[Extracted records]
Content starts
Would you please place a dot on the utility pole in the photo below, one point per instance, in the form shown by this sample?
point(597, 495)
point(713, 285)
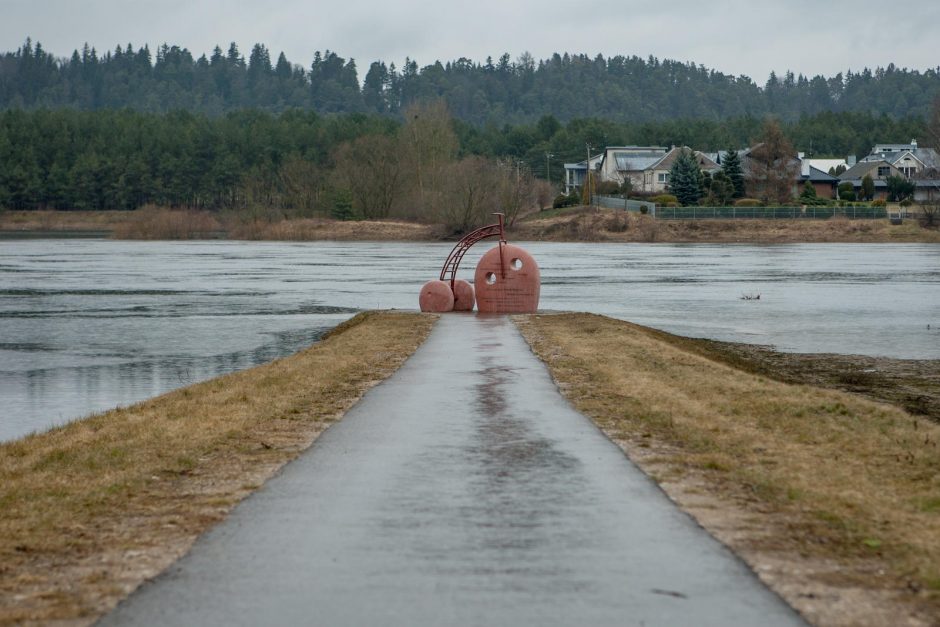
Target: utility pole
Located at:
point(587, 175)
Content ends
Task to carry out: Above are the records; set down exactly the lines from the line containing "point(597, 495)" through their last line, leaving every picture out.

Exercise result:
point(597, 495)
point(713, 285)
Target: utility pole
Located at:
point(587, 175)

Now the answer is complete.